#### THE REQUEST
Rewrite the items below so that "warehouse picking" becomes "inventory sorting" everywhere it occurs, and give all of them back with nothing else changed.
-- BEGIN --
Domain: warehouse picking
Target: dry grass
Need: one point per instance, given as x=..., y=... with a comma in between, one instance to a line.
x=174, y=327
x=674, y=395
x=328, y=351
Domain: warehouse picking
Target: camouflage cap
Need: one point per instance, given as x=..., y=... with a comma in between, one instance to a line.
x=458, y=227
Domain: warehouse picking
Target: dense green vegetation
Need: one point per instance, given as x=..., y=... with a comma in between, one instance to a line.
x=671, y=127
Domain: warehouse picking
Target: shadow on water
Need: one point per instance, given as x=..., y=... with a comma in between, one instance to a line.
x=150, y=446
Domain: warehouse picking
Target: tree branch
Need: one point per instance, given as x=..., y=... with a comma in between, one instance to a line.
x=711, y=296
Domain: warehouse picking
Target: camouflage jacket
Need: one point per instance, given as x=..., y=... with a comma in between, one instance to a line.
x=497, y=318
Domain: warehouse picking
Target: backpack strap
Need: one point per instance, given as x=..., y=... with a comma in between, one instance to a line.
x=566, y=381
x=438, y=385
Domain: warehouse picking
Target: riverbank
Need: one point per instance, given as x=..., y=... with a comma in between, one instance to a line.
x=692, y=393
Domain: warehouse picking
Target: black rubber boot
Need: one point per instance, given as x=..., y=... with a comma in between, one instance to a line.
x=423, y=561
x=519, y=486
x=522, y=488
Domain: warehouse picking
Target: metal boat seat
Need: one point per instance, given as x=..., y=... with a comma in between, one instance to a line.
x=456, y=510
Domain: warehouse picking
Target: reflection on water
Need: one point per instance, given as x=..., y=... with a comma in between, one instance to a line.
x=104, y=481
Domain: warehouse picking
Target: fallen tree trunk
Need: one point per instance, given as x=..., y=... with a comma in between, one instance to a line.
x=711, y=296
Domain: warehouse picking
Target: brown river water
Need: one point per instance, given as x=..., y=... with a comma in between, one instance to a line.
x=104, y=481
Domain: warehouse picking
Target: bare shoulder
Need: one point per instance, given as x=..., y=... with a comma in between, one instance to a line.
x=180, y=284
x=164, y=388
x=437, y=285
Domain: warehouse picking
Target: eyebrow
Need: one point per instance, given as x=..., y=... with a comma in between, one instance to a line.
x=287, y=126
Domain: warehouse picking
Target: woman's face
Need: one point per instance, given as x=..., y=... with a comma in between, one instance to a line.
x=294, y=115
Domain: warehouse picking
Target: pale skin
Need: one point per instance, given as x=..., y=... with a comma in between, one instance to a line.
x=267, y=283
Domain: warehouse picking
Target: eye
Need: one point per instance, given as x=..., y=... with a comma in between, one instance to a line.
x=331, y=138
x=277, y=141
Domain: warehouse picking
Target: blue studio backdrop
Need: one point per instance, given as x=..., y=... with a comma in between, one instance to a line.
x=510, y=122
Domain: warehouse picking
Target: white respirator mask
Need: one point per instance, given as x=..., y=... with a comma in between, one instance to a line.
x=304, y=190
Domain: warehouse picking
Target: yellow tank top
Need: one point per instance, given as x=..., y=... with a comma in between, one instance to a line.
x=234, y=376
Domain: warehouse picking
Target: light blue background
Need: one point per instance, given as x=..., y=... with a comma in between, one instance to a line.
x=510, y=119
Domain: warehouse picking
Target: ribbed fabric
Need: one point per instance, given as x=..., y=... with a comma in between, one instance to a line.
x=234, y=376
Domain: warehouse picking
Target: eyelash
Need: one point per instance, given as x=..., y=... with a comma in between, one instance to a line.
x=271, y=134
-- END --
#### EXPECTED ANSWER
Domain: inventory sorting
Target: dry grass
Need: one point per instance, given as x=..., y=... with a comma in between, one instance to a line.
x=174, y=327
x=674, y=395
x=328, y=351
Domain: inventory sorting
Target: camouflage cap
Need: one point per instance, given as x=..., y=... with a comma in between, one instance to a line.
x=458, y=227
Domain: inventory sorting
Target: dense green vegetation
Need: one point per instance, given as x=..., y=... with a comma in between, one instance to a line.
x=671, y=127
Domain: inventory sorting
Target: shadow on water
Need: one point per instance, given as x=..., y=... with a comma in between, one instance to a line.
x=150, y=446
Domain: inventory sorting
Target: tree branch
Need: one point per instance, given as x=..., y=... with a comma in between, one instance to a line.
x=711, y=296
Domain: inventory sorting
Target: camouflage jacket
Need: one point per instance, given as x=..., y=... with a comma in between, one instance to a line.
x=497, y=318
Domain: inventory sorting
Target: backpack strap
Need: one point per instance, given as x=..., y=... with a comma in between, one instance to a line.
x=566, y=381
x=438, y=385
Domain: inventory sorting
Target: riverbank
Need: one point per instance, given as x=..., y=... with a comma in between, one instance to a line.
x=692, y=393
Domain: inventory sorting
Target: black rubber boot
Need: one point per instance, given as x=..., y=... with a comma in between, one instance to a line.
x=423, y=561
x=519, y=486
x=522, y=488
Domain: inventory sorting
Target: metal boat seat
Need: one point per instance, given as x=..., y=... with a comma in between, one instance to a line.
x=456, y=510
Domain: inventory sorting
Target: reflection on water
Need: one point per instance, given as x=..., y=... with a comma in between, one instance to a line.
x=104, y=481
Domain: inventory sorting
Target: fallen tree trunk
Need: one point per instance, given as x=..., y=... with a comma in between, one instance to a line.
x=711, y=296
Domain: inventory sorting
Target: brown river water
Need: one point per instance, given as x=..., y=... with a comma in between, one instance to a line.
x=104, y=481
Domain: inventory sorting
Target: bare shoulder
Need: one point per instance, given as x=..., y=... with a comma in between, one instance to a line.
x=180, y=284
x=164, y=388
x=437, y=285
Domain: inventory sorting
Target: eyebrow
Need: one point per instance, given as x=..., y=... with a comma in between, one instance to a line.
x=287, y=126
Domain: inventory sorting
Target: woman's face
Need: one point per instance, given as x=..., y=... with a comma in between, one instance to a line.
x=294, y=115
Domain: inventory sorting
Target: pale skin
Need: one point per instance, given as x=..., y=... with a comma in between, one instance to a line.
x=267, y=283
Domain: inventory sorting
Target: eye
Need: one point per instance, given as x=..., y=... with a comma in between, one instance to a line.
x=331, y=138
x=277, y=141
Domain: inventory sorting
Target: blue studio backdrop
Need: one point per instance, given as x=..., y=... with a comma in between, one instance to a line.
x=510, y=122
Domain: inventory sorting
Target: white respirator mask
Need: one point per instance, given as x=..., y=... with a comma in between, one instance to a line.
x=304, y=190
Domain: inventory sorting
Target: yellow tank top
Need: one point per instance, given as x=..., y=... with a comma in between, one instance to a line.
x=234, y=376
Domain: inventory sorting
Target: light blue background
Need: one point per instance, given as x=..., y=... with a comma in between, one instance to a line.
x=510, y=119
Domain: inventory sorting
Target: ribbed fabric
Need: one point per instance, given as x=..., y=... with a comma in between, one instance to a line.
x=234, y=376
Domain: inventory sorting
Target: eyelash
Need: one point per instance, given as x=..., y=... with a comma in between, one instance to a line.
x=271, y=134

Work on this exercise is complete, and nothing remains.